### AIM OF THE TASK
Lift out each line of the data that holds "domed".

### SUPPLIED MATERIAL
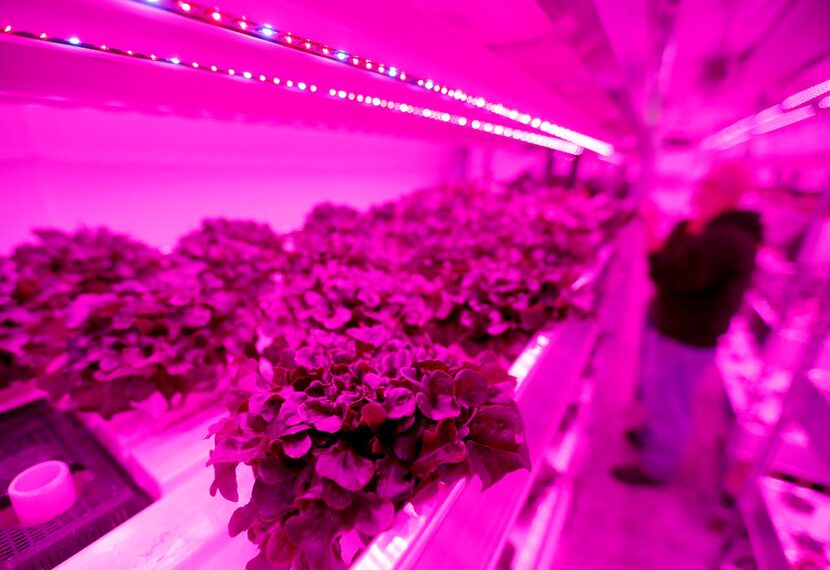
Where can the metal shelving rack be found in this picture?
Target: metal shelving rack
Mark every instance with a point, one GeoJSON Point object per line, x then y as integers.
{"type": "Point", "coordinates": [783, 534]}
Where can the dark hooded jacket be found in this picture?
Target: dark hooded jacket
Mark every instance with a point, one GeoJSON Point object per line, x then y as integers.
{"type": "Point", "coordinates": [701, 278]}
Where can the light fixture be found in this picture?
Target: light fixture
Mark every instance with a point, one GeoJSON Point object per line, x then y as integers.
{"type": "Point", "coordinates": [444, 117]}
{"type": "Point", "coordinates": [265, 31]}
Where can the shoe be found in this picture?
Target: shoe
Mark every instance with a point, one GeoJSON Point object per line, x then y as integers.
{"type": "Point", "coordinates": [636, 437]}
{"type": "Point", "coordinates": [634, 475]}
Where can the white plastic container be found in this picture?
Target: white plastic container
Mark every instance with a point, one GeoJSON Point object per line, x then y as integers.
{"type": "Point", "coordinates": [42, 492]}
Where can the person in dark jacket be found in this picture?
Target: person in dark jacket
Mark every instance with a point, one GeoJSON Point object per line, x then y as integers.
{"type": "Point", "coordinates": [700, 275]}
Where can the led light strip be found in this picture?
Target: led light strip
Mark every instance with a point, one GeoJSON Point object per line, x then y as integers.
{"type": "Point", "coordinates": [786, 113]}
{"type": "Point", "coordinates": [807, 95]}
{"type": "Point", "coordinates": [414, 110]}
{"type": "Point", "coordinates": [241, 25]}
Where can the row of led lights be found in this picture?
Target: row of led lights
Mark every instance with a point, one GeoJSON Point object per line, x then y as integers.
{"type": "Point", "coordinates": [426, 113]}
{"type": "Point", "coordinates": [266, 31]}
{"type": "Point", "coordinates": [793, 109]}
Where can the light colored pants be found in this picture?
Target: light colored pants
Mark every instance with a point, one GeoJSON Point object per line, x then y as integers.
{"type": "Point", "coordinates": [669, 370]}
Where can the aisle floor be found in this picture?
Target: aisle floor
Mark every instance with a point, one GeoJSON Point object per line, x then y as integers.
{"type": "Point", "coordinates": [616, 527]}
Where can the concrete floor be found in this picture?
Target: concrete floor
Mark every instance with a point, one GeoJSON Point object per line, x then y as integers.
{"type": "Point", "coordinates": [616, 527]}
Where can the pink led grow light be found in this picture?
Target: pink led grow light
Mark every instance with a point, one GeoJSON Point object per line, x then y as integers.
{"type": "Point", "coordinates": [241, 25]}
{"type": "Point", "coordinates": [300, 86]}
{"type": "Point", "coordinates": [807, 95]}
{"type": "Point", "coordinates": [770, 119]}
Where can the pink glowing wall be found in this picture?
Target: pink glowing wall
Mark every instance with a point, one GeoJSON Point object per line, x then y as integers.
{"type": "Point", "coordinates": [90, 140]}
{"type": "Point", "coordinates": [156, 176]}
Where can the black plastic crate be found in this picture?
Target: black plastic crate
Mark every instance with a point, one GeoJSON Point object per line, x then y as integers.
{"type": "Point", "coordinates": [34, 433]}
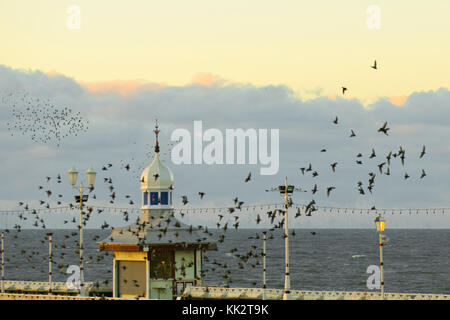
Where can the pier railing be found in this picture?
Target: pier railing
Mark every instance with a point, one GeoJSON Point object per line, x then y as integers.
{"type": "Point", "coordinates": [39, 287]}
{"type": "Point", "coordinates": [277, 294]}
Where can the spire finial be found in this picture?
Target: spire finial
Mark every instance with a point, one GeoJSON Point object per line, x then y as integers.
{"type": "Point", "coordinates": [156, 131]}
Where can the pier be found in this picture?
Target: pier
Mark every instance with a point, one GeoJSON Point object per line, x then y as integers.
{"type": "Point", "coordinates": [215, 293]}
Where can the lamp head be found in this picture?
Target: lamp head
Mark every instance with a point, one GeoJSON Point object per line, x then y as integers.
{"type": "Point", "coordinates": [73, 174]}
{"type": "Point", "coordinates": [90, 176]}
{"type": "Point", "coordinates": [380, 223]}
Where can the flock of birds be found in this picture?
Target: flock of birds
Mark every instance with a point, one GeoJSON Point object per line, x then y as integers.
{"type": "Point", "coordinates": [45, 122]}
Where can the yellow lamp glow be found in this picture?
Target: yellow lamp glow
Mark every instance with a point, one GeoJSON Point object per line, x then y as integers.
{"type": "Point", "coordinates": [73, 174]}
{"type": "Point", "coordinates": [380, 224]}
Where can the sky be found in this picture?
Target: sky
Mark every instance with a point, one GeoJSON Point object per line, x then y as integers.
{"type": "Point", "coordinates": [235, 64]}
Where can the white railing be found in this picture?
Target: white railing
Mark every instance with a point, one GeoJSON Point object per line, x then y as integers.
{"type": "Point", "coordinates": [277, 294]}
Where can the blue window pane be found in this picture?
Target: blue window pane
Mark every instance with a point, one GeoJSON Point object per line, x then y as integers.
{"type": "Point", "coordinates": [164, 198]}
{"type": "Point", "coordinates": [153, 198]}
{"type": "Point", "coordinates": [145, 198]}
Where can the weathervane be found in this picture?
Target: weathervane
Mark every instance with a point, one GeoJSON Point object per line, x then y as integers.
{"type": "Point", "coordinates": [156, 131]}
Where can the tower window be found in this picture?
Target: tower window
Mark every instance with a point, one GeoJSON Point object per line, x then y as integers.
{"type": "Point", "coordinates": [153, 198]}
{"type": "Point", "coordinates": [145, 198]}
{"type": "Point", "coordinates": [164, 198]}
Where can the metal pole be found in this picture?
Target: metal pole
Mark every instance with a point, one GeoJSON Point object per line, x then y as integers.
{"type": "Point", "coordinates": [82, 293]}
{"type": "Point", "coordinates": [264, 265]}
{"type": "Point", "coordinates": [3, 265]}
{"type": "Point", "coordinates": [287, 282]}
{"type": "Point", "coordinates": [50, 259]}
{"type": "Point", "coordinates": [381, 264]}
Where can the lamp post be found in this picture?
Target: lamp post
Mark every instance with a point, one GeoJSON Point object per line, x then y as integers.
{"type": "Point", "coordinates": [380, 224]}
{"type": "Point", "coordinates": [264, 265]}
{"type": "Point", "coordinates": [50, 260]}
{"type": "Point", "coordinates": [284, 191]}
{"type": "Point", "coordinates": [90, 177]}
{"type": "Point", "coordinates": [3, 264]}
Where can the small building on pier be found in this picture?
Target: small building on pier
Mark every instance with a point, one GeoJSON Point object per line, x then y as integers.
{"type": "Point", "coordinates": [158, 256]}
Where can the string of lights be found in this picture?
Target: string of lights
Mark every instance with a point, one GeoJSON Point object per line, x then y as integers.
{"type": "Point", "coordinates": [234, 209]}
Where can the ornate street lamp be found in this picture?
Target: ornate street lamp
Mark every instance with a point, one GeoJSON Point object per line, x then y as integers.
{"type": "Point", "coordinates": [380, 224]}
{"type": "Point", "coordinates": [284, 191]}
{"type": "Point", "coordinates": [90, 177]}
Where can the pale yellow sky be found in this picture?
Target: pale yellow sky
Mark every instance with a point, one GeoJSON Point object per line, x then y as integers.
{"type": "Point", "coordinates": [310, 46]}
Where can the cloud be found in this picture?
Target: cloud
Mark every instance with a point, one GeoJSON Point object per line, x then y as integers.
{"type": "Point", "coordinates": [121, 117]}
{"type": "Point", "coordinates": [206, 79]}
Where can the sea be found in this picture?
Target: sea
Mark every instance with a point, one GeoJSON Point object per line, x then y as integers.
{"type": "Point", "coordinates": [415, 260]}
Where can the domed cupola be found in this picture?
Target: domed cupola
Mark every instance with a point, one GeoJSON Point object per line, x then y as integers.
{"type": "Point", "coordinates": [156, 182]}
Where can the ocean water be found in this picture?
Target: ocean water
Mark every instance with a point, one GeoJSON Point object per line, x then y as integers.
{"type": "Point", "coordinates": [415, 261]}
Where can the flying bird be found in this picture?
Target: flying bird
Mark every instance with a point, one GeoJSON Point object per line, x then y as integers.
{"type": "Point", "coordinates": [422, 153]}
{"type": "Point", "coordinates": [374, 65]}
{"type": "Point", "coordinates": [329, 189]}
{"type": "Point", "coordinates": [384, 129]}
{"type": "Point", "coordinates": [423, 174]}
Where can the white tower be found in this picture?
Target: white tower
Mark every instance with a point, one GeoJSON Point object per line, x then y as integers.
{"type": "Point", "coordinates": [156, 186]}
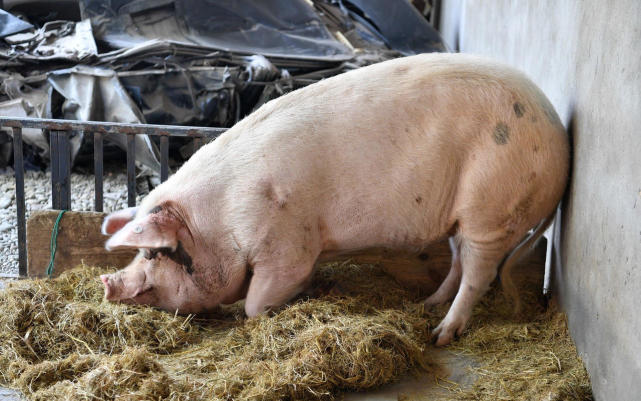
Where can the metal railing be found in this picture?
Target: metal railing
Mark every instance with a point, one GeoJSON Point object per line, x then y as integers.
{"type": "Point", "coordinates": [60, 154]}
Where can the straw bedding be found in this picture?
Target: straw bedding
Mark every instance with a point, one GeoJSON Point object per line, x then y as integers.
{"type": "Point", "coordinates": [60, 340]}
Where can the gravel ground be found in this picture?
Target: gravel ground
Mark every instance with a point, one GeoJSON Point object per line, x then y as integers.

### SOLVED EXERCISE
Where can the domed cupola be found in this picture?
Target: domed cupola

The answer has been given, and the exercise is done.